▶ _Документ_:
------------------------------------------------

Вскоре я снова побывал в гостях у Мастера: отчасти тому нашлась и деловая причина, одна центральная газета предложила мне взять интервью у него. В тот вечер разговор уже был намного серьезнее, чем первый. Тот разговор был нужен мне и, что называется, по личным творческими причинам. Дело в том, что при первой встрече я подарил Свиридову несколько своих поэтических книг. И, простите за нескромность, мне приятно было слышать от любимейшего художника музыки добрые (быть может, преувеличенно-добрые) слова о некоторых страницах этих книг.

Но главная тема беседы в тот вечер была все же иной: о трагических судьбах российских творцов музыки в XX веке. Георгий Васильевич буквально потряс меня несколькими своими откровениями. “Вы, конечно, Станислав Александрович, знаете и любите Шостаковича, это мой учитель. Так я вам прямо скажу, в те самые годы, когда начал расцветать его гений, я знал еще двух-трех мастеров не меньшей силы и музыкальной чуткости, которые, ей-богу, Дмитрию Дмитриевичу ни в чем не уступали”. Естественно, я спросил: а где же они? “Сгинули!” — был свиридовский ответ.

Затем Мастер продолжил: “Вы, я вижу, неплохо относитесь к Свиридову. Так вот что я вам скажу: и в дни моего дебюта, и когда я уже всерьез работал — таких Свиридовых, ну, десятка полтора было в музыке!” И, отвечая на мой недоуменный взгляд, сказал: “Тоже сгинули! Причем это вовсе не значит, что их расстреливали или сажали, хотя и без этого не обходилось... А чаще всего у нас на Руси бывает иначе: свои травят своих, верней — давят тех, кого считают хотя бы не совсем “своими”, либо — соперниками. Способов здесь масса, Бахус — не последний из них. Вам фамилии нужны? Они вам ровным счетом ничего не скажут... (Хотя кое-какие имена хозяин назвал и о кое-каких судьбах поведал, но это — тема отдельного разговора. — С. 3.). Так что пушкинская метель, которой вы так восторгаетесь, хоть и вселенную гениев породила, но и похоронила их в себе тоже немало...”.

“Сами друг друга едят!” — чисто по-женски, вздохнув, заключила Эльза Густавовна.

А уже самую последнюю встречу (произошедшую в октябре 1997 года) с Г. В. Свиридовым, незадолго до его кончины, я назвал бы без всякой иронии торжественным словом — “гимнической”. Тому — тоже своя, нешуточная причина.

------------------------------------------------

▶ _Исходные записи_:

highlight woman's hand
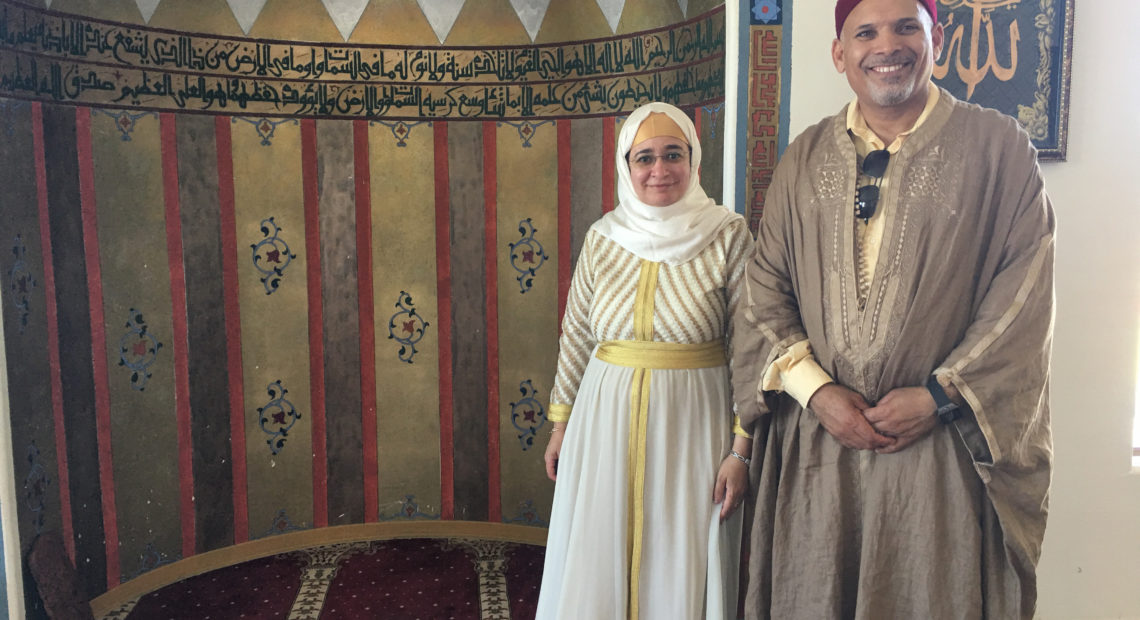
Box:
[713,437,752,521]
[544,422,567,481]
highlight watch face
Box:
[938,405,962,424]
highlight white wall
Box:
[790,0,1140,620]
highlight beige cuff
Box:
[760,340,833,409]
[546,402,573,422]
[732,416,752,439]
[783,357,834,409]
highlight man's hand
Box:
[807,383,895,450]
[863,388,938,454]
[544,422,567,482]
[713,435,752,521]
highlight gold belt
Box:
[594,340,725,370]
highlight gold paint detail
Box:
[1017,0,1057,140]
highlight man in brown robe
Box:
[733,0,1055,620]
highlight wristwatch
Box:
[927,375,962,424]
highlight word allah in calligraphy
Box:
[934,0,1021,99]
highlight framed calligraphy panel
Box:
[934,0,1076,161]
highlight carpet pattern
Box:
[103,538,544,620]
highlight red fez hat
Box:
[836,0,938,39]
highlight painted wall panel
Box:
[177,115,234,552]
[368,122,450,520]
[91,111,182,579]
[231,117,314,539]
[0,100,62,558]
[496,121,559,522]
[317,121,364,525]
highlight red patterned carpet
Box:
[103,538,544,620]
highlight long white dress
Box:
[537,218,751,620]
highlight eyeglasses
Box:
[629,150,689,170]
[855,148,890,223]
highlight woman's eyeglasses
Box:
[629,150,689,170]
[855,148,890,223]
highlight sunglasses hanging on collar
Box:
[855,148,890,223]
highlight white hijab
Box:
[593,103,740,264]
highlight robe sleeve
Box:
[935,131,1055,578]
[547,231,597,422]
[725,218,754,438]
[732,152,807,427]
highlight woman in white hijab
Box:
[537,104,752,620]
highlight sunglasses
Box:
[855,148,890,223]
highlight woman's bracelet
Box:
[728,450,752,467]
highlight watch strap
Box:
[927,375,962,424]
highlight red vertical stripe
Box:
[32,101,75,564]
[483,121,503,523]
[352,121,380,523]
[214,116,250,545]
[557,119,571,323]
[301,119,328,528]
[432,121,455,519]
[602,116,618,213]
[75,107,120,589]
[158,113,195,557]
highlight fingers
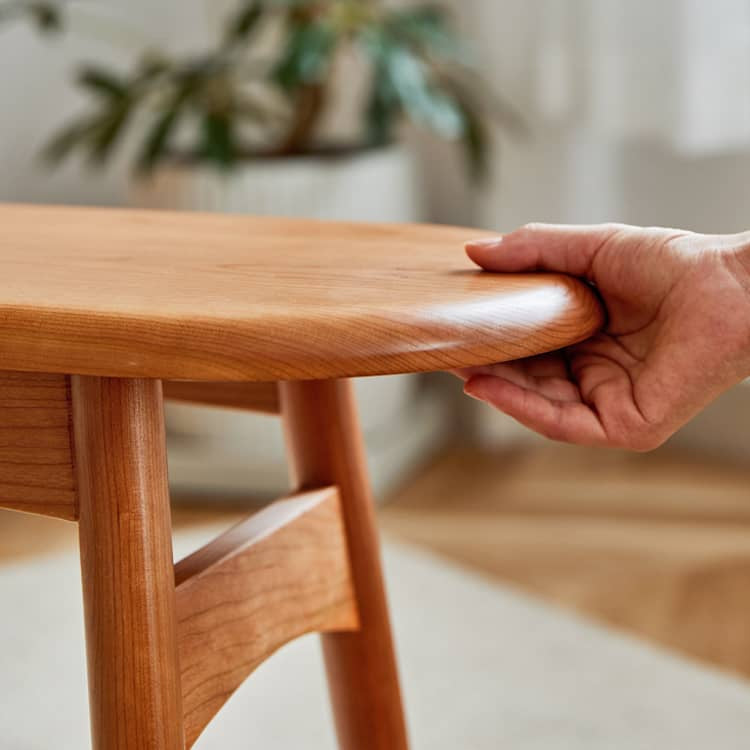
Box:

------------------------------------------------

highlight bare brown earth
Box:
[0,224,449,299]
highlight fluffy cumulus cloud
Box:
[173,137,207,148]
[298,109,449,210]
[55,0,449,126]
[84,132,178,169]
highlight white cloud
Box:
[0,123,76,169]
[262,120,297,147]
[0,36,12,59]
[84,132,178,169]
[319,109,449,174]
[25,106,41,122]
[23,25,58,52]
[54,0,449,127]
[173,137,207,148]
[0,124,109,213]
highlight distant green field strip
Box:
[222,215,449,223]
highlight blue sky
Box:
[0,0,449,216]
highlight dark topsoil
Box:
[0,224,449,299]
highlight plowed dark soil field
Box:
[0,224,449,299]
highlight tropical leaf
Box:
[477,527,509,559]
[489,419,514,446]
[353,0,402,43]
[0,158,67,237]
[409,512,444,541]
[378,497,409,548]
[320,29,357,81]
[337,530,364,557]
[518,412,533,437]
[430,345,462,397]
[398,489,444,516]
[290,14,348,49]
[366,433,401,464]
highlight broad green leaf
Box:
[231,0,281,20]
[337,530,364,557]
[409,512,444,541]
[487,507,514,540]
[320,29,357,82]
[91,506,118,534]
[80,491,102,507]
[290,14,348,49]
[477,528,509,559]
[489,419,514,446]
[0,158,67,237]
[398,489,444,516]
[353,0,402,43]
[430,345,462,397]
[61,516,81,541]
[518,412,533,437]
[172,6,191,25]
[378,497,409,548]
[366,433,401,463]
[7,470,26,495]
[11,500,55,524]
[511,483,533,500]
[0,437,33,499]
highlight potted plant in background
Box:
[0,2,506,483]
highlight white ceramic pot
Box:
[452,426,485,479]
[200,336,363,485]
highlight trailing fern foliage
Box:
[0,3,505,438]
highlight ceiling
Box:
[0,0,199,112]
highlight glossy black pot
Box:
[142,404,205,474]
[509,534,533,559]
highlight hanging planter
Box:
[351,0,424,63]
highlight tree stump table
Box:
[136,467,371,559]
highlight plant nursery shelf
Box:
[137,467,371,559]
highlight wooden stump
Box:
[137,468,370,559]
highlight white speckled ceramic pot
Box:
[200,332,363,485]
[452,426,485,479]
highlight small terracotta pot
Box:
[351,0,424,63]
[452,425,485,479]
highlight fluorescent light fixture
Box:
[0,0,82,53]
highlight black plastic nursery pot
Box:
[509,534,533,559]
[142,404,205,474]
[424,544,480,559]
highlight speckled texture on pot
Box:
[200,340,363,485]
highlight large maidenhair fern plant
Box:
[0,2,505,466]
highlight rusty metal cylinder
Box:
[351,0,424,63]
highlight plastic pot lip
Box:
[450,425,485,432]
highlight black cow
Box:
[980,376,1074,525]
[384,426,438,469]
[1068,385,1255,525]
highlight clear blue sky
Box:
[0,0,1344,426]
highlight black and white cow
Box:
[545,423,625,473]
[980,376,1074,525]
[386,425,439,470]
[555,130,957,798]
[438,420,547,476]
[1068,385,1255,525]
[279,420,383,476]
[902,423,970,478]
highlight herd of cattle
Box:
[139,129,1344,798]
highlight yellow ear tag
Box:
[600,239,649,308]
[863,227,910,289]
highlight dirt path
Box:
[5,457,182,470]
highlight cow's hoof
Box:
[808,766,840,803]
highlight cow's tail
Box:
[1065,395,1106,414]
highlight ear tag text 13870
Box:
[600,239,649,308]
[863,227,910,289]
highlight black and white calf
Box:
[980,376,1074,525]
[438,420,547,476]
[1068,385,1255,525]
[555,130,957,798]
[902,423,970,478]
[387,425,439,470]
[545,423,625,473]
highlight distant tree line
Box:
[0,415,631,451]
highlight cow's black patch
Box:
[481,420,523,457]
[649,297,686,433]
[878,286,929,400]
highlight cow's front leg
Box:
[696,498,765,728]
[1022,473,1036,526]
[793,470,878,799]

------------------------------------------------

▶ _Задания_:
a) Ответьте на вопросы по воспоминаниям о встречах со Свиридовым:
(i) Что одна центральная газета предложила автору перед второй встречей?
(ii) Кого Свиридов называет своим учителем?
(iii) Когда состоялась самая последняя встреча автора со Свиридовым?
b) Подхватите рассказ из воспоминаний о встречах со Свиридовым и напишите, что следует за последним приведённым предложением.

▶ _Ответы к заданиям_:
a)
(i) Газета предложила автору взять интервью у Свиридова.
(ii) Своим учителем Свиридов называет Шостаковича.
(iii) Последняя встреча состоялась в октябре 1997 года.

b)
Кстати, в эти дни, когда музыковед Александр Сергеевич (бывают же совпадения) Белоненко, племянник Мастера, беззаветно с детства влюбленный в творчество своего старшего родственника, посвятил свою жизнь разбору многопудовых папок с доселе неизвестными произведениями Мастера, а также множества аудиокассет, на которых звучит его голос, его импровизации и его мудрейшие откровения (часть из них вы можете услышать в передачах радиостанции “Орфей”), - сегодня наконец стал бесспорным факт, что в начале 1960-х Свиридов и Твардовский создали свою версию гимна союзной тогда Державы. Почему это произведение не рассматривалось в “высших сферах” и не было хотя бы обнародовано - тоже предмет особого разговора, так же, как и особой дискуссии на тему - каким быть гимну сегодняшней Росси. Необходимой заметить, что попытка создания двумя гениями музыкальной эмблемы страны многие годы была своего рода “легендой” меж художниками музыки и слова: ни тот, ни другой соавтор об этом их совместном труде не проговаривались - видимо, слишком больно было, не говоря о прочих причинах... И вот осенью 1997 года я оказался на даче Свиридовых в подмосковной Жуковке; замечу, что это была госдача - своей, личной у прославленного художника музыки, лауреата Ленинской и Государственных премий не было никогда. Георгий Васильевич только что (на пару с Галиной Улановой) стал почетным гражданином Москвы - к ее 850-летию, - но веселее почему-то от этого не выглядел. Даже напротив... Но встретили они меня с Эльзой Густавовной по-прежнему сердечно и приветливо, тем более узнав, по какому поводу я ним приехал. Повод же был совершенно профессиональным: Свиридов потребовался мне как рецензент. Вместе с ведущим псковским композитором Николаем Мишуковым мы написали гимн нашего родного древнего города. Нужны были два отзыва “авторитетов” - на слова и на музыку.

Естественно, что до этого кассету с концертным исполнением гимна прослушал “дядя Степа” и, своим знаменитым фальцетом сделав несколько дельных замечаний, написал на полях текста в целом одобрительную рецензию, после чего рекомендовал мне обратиться к Свиридову, что я и решил сделать. Хотя было тревожно: как-то воспримет ветеран произведение такого рода?

...Прослушав несколько первых строк гимна, Мастер попросил заново “прокрутить” их (“Там, где к Великой мчится Пскова, /Там, где Россия в людях жива, /Встал наш любимый город седой, /Вечно хранимый Ольгой Святой”). Потом прослушал всю песню... Затем повернулся к жене: “ну, как по-твоему, Эльза?” Та, немного помолчав, сказала: “Помоему, это - Псков!” - “Да, - помедлив, прохрипел Свиридов, - вам с Мишуковым удалось создать в этой песне главное - музыкальный псковский герб. Все остальное - лирика. А приметы герба должны быть, и они у вас обоих получились. И важнее всего тут запев, зачин”. После чего сделал еще рад профессиональных советов и написал краткий, но невероятно красноречивый отзыв...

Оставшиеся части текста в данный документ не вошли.